- **Brief**: Your task is to write out exactly the lines from the line containing "Expected: one point per instance of the dark stripe" through the end of the records, inclusive at both ends.

########

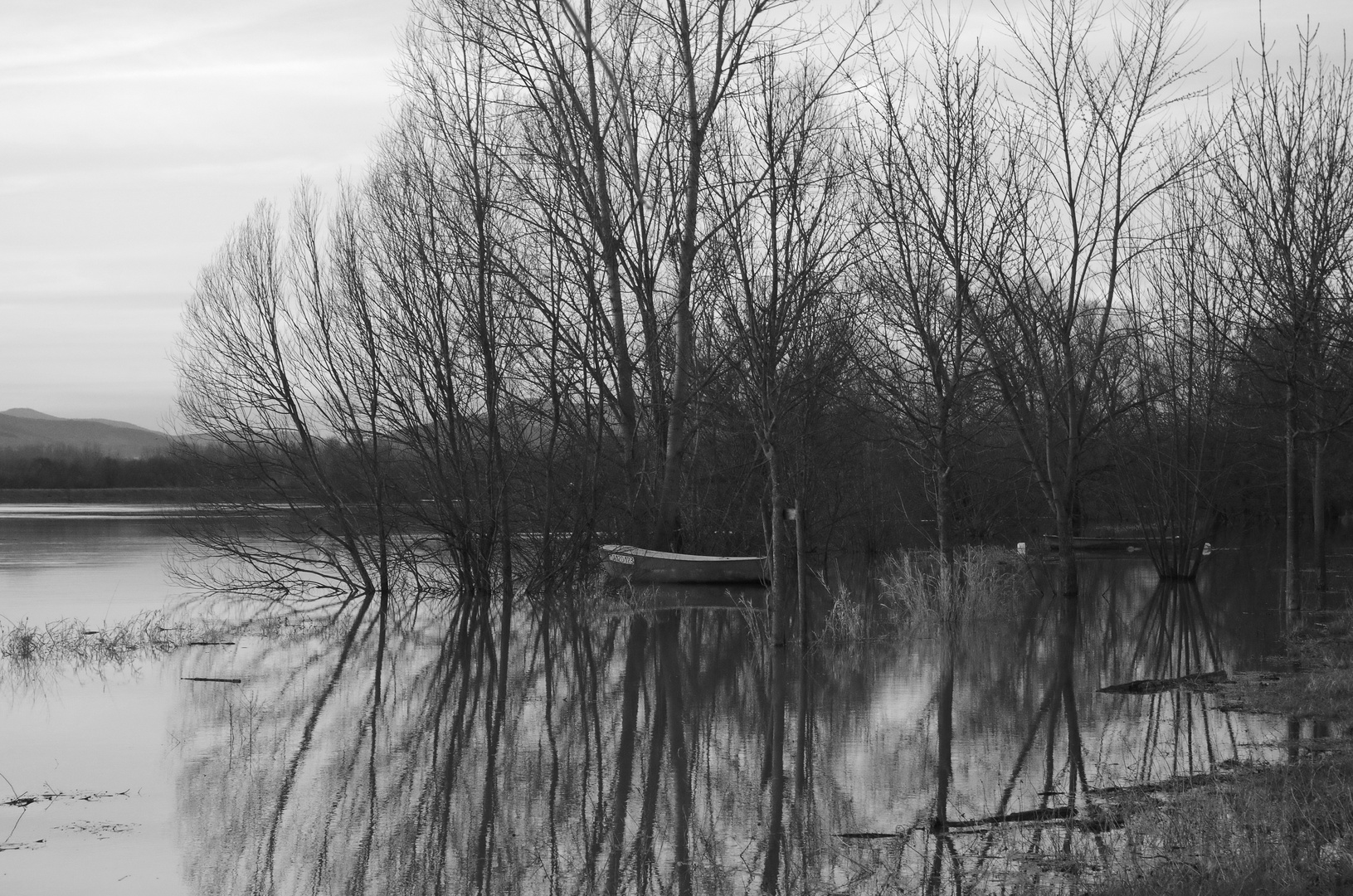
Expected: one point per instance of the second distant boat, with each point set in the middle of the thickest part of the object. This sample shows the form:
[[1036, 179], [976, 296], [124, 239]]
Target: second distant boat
[[641, 565]]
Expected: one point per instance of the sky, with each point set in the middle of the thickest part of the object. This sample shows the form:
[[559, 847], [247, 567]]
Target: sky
[[134, 134]]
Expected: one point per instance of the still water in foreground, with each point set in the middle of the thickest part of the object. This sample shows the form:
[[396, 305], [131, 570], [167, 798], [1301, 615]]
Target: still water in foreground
[[601, 748]]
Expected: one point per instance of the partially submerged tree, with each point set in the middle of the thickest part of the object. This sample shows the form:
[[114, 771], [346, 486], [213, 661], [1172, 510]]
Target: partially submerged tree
[[927, 220], [1087, 154], [1284, 231]]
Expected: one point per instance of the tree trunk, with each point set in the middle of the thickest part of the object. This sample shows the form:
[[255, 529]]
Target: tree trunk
[[776, 823], [778, 562], [1318, 514], [1067, 550], [635, 651], [1291, 585]]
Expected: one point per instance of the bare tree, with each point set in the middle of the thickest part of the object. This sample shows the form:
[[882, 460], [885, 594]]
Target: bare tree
[[1084, 164], [1286, 233], [619, 106], [928, 218], [280, 374]]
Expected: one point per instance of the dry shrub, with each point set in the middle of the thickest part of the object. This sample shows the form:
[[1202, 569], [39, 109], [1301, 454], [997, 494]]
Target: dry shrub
[[77, 642], [1279, 830], [986, 582]]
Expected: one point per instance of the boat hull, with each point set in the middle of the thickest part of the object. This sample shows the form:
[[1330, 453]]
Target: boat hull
[[639, 565]]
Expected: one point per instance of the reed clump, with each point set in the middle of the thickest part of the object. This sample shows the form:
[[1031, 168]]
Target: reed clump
[[71, 640], [917, 589]]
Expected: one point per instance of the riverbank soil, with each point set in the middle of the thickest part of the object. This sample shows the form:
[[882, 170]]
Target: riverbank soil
[[1284, 827]]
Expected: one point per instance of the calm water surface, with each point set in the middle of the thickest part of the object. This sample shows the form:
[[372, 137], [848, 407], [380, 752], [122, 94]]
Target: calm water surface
[[600, 750]]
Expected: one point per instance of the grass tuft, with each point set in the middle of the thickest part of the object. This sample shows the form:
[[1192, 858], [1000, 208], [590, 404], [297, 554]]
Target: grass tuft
[[77, 642]]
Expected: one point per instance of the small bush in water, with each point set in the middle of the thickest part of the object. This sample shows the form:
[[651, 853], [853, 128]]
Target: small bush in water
[[984, 582]]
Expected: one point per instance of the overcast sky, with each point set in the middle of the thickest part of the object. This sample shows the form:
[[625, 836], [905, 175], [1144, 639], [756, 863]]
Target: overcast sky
[[135, 133]]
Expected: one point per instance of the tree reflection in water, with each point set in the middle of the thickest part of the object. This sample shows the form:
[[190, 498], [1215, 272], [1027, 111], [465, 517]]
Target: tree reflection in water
[[416, 750]]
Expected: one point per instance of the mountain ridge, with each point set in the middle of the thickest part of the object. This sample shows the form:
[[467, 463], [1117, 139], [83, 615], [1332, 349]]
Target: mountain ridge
[[29, 428]]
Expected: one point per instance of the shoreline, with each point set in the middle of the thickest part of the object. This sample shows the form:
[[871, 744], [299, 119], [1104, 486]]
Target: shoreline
[[168, 494]]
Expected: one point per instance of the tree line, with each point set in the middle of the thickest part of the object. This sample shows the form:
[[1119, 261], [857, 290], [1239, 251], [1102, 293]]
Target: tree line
[[655, 272]]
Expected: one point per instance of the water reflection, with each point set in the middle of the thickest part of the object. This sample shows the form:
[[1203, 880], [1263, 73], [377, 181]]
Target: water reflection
[[670, 747]]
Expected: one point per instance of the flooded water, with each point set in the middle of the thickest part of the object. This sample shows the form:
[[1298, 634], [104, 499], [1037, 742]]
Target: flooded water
[[600, 748]]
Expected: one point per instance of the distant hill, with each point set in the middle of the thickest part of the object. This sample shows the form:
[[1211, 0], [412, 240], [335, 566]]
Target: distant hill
[[27, 428]]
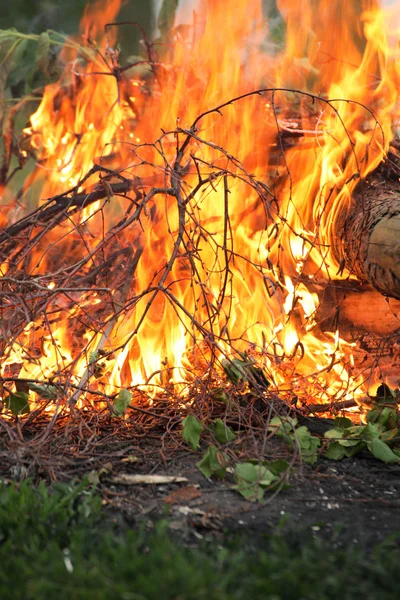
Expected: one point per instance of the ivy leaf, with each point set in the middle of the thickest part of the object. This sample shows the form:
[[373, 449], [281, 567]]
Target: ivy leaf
[[18, 403], [44, 390], [234, 369], [335, 451], [121, 402], [213, 462], [389, 435], [382, 451], [252, 480], [334, 434], [383, 416], [166, 17], [191, 431], [222, 432]]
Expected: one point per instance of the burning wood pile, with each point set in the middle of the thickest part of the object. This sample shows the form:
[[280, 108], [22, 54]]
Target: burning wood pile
[[185, 216]]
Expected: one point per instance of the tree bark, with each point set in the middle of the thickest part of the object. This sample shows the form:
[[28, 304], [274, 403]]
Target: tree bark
[[370, 235]]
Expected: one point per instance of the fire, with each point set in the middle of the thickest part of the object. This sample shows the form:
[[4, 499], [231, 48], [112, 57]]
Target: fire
[[237, 233]]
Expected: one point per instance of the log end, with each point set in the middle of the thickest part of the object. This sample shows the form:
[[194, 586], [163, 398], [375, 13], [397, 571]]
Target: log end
[[382, 264]]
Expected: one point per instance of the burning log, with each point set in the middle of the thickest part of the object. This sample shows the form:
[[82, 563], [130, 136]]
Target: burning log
[[371, 235]]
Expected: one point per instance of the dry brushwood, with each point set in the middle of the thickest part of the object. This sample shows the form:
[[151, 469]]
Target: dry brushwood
[[108, 267]]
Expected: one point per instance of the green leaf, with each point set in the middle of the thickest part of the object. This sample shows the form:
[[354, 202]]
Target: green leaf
[[389, 435], [335, 451], [43, 52], [252, 480], [213, 462], [384, 416], [235, 369], [382, 451], [166, 17], [191, 431], [222, 432], [385, 394], [277, 467], [44, 390], [371, 431], [283, 424], [334, 434], [18, 403], [121, 402]]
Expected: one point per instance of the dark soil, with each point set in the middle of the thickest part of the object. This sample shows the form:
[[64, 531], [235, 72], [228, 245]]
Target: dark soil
[[356, 499]]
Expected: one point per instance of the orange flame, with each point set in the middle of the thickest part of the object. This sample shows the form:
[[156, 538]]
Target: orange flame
[[247, 256]]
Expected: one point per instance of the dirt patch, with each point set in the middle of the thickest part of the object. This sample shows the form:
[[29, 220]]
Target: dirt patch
[[356, 499]]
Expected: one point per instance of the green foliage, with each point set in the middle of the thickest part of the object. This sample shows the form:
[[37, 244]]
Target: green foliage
[[57, 544], [121, 402], [254, 479], [191, 431], [244, 370], [18, 403], [296, 437], [44, 390], [380, 430], [213, 463], [166, 17], [222, 432]]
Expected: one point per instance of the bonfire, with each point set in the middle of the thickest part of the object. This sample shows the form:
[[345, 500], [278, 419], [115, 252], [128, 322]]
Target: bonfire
[[193, 221]]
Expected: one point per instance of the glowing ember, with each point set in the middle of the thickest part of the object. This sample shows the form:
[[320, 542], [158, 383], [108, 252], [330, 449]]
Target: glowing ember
[[220, 234]]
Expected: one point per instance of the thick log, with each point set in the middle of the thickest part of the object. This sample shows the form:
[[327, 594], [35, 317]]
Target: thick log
[[370, 240]]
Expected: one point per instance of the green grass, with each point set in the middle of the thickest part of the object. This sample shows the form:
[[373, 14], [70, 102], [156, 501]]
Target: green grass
[[57, 544]]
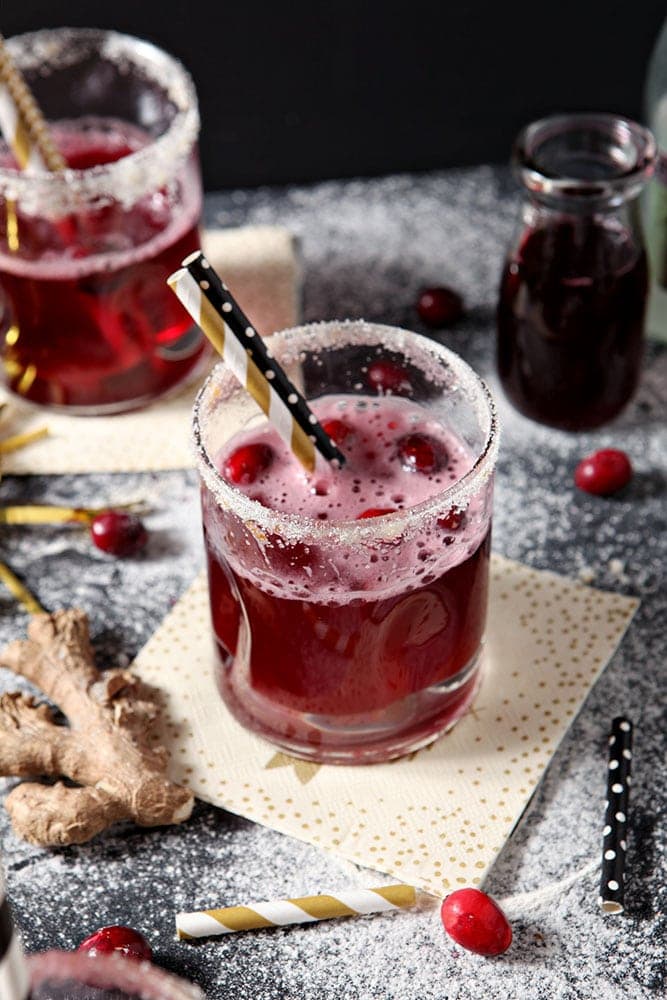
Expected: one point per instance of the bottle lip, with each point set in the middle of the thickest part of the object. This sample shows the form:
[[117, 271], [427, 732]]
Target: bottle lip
[[584, 156]]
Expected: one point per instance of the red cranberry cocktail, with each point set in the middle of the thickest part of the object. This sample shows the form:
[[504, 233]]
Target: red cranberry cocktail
[[87, 322], [348, 605]]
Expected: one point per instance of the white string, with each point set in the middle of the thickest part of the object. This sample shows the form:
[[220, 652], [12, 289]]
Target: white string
[[516, 905]]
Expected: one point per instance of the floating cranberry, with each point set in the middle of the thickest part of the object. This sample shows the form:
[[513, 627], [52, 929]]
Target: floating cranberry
[[603, 472], [475, 922], [118, 533], [123, 940], [375, 512], [247, 463], [420, 453], [337, 430], [452, 520], [387, 376], [439, 306]]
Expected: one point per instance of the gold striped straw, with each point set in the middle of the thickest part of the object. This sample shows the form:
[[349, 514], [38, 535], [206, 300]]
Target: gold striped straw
[[303, 909], [21, 121], [216, 311]]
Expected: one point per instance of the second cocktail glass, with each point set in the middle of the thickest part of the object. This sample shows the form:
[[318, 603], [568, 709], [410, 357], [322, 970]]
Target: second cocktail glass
[[350, 632], [87, 323]]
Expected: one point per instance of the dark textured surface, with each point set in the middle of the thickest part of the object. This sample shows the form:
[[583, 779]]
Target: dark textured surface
[[368, 246]]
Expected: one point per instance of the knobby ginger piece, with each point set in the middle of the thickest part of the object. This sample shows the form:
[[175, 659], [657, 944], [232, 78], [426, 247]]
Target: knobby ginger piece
[[106, 750]]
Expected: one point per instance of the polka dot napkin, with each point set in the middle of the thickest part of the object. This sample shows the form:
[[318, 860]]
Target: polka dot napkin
[[261, 267], [437, 818]]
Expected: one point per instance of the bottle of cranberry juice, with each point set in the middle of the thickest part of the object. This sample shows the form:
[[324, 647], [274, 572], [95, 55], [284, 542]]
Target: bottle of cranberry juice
[[87, 322], [573, 290], [349, 625]]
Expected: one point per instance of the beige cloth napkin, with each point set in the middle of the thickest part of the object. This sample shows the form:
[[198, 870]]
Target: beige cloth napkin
[[262, 269], [437, 818]]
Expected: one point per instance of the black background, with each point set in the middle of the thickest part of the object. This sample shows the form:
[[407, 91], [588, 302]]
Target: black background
[[299, 91]]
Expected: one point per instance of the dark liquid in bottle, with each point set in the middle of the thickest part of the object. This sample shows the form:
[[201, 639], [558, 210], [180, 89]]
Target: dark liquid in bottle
[[570, 321]]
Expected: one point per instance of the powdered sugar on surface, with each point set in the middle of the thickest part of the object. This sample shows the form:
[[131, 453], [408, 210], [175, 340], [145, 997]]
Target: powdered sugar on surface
[[368, 247]]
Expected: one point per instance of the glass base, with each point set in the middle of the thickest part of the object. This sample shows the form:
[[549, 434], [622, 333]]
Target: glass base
[[188, 345], [369, 738]]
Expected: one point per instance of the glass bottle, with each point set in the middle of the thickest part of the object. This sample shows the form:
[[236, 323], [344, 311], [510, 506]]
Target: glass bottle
[[573, 289], [655, 201]]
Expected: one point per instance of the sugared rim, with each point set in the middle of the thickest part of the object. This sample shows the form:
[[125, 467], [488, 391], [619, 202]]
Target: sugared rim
[[141, 979], [296, 526], [165, 70], [634, 143]]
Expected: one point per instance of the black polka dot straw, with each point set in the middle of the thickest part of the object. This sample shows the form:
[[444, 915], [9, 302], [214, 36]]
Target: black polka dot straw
[[214, 309], [614, 835], [14, 983]]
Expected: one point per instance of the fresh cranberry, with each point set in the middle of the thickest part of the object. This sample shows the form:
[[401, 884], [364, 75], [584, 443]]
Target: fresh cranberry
[[420, 453], [440, 306], [475, 922], [247, 463], [452, 520], [123, 940], [337, 430], [603, 472], [375, 512], [387, 376], [118, 533]]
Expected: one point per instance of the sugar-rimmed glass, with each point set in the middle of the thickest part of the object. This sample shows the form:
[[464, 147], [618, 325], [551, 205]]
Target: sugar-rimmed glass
[[63, 975], [87, 323], [350, 641]]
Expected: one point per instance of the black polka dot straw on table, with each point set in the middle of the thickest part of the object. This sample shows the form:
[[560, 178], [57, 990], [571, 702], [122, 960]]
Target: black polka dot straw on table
[[214, 309], [614, 835], [14, 983]]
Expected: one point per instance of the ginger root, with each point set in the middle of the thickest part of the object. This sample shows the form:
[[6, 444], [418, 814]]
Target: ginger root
[[105, 749]]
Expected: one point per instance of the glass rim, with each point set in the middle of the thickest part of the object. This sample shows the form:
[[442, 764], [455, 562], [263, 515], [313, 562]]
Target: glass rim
[[109, 971], [294, 526], [173, 145], [624, 132]]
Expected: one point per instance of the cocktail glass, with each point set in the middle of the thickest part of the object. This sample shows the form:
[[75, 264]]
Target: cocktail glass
[[87, 323], [63, 975], [351, 641]]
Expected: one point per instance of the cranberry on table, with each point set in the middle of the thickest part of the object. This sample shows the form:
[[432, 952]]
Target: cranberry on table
[[604, 472], [247, 463], [375, 512], [475, 922], [388, 376], [439, 306], [118, 938], [118, 533], [420, 453]]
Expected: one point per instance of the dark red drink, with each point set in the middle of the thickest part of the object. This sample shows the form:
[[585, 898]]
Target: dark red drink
[[322, 666], [347, 646], [570, 321], [87, 321]]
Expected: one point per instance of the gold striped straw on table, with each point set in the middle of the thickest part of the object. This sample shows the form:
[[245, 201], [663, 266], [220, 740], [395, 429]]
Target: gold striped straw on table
[[304, 909], [214, 309], [22, 122]]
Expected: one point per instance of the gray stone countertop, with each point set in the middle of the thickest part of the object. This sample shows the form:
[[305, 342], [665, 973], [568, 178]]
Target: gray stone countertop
[[367, 247]]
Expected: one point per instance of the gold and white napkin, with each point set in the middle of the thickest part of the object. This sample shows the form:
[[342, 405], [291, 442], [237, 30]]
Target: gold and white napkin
[[438, 818]]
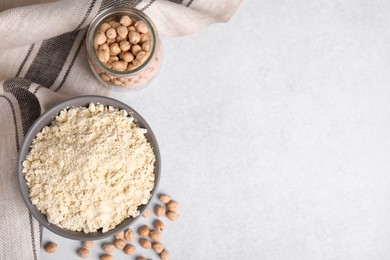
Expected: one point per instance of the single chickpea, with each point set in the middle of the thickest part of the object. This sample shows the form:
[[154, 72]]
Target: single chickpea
[[127, 56], [134, 37], [124, 45], [100, 38], [114, 49], [104, 27], [135, 49], [125, 20], [111, 33], [141, 27], [119, 65], [122, 31], [114, 24]]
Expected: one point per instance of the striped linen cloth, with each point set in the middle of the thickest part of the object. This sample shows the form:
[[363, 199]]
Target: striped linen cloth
[[43, 60]]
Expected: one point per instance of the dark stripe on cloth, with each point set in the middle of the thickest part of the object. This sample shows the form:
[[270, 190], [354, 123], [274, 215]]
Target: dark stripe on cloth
[[86, 14], [109, 3], [148, 5], [30, 109], [50, 59], [33, 236], [14, 117], [72, 62], [24, 61], [177, 1]]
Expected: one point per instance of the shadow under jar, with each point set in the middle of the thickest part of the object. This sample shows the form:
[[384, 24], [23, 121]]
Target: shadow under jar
[[124, 52]]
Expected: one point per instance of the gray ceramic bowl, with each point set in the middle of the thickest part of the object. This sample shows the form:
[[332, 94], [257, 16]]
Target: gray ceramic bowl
[[45, 120]]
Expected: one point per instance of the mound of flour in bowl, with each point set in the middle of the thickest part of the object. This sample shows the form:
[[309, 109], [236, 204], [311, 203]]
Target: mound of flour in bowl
[[90, 169]]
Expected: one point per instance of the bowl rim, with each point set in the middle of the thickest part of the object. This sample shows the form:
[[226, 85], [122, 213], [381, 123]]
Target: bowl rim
[[48, 116]]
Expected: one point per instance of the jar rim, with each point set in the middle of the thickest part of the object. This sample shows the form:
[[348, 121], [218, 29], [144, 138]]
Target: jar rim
[[115, 11]]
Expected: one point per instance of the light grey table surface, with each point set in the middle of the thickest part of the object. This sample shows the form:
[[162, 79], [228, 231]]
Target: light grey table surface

########

- **Correct response**:
Expected: one point per instance of the dark stripe on cloth, with each point set in the middle of the thickest part of the object. This sample shows the form:
[[270, 190], [354, 123], [274, 215]]
Target: dark stripe on cloth
[[86, 14], [109, 3], [148, 5], [30, 109], [50, 59], [33, 236], [14, 117], [72, 62], [24, 61], [177, 1]]
Expected: one point per instance of the shadow under jar, with each point set in the middle of the thickest part of the object. This sample shows the form:
[[384, 24], [23, 121]]
Target: shadow under jar
[[124, 52]]
Expected: one point per instance of the gray ceramic bowl, with each point set in the middle of the thickest part of the object. This sample shows the form:
[[332, 94], [257, 16]]
Target: gray ceramic bowl
[[45, 120]]
Expected: one point per instance of the mound of flour in bowl, with each point set in the middle of the thickest part of the object. This sample shows the form:
[[309, 109], [236, 204], [311, 203]]
Target: mound of flour in bowl
[[90, 169]]
Expected: one point per instance of the bowl rim, with each point set in the middle of the thickest part of the object. This sample shows the form:
[[226, 85], [122, 213], [381, 123]]
Target: bowl rim
[[48, 116]]
Expected: one point per instance of the jar rim, with each point set in the middle of the thickest part of the object. This sample shows the form:
[[348, 121], [218, 29], [144, 138]]
Target: jar rim
[[115, 11]]
Expected: one point per instance of the light grey table surface, with each point set in the middle of the thickest part of the object. This sample shows the form:
[[162, 79], [228, 231]]
Target: light grey table surface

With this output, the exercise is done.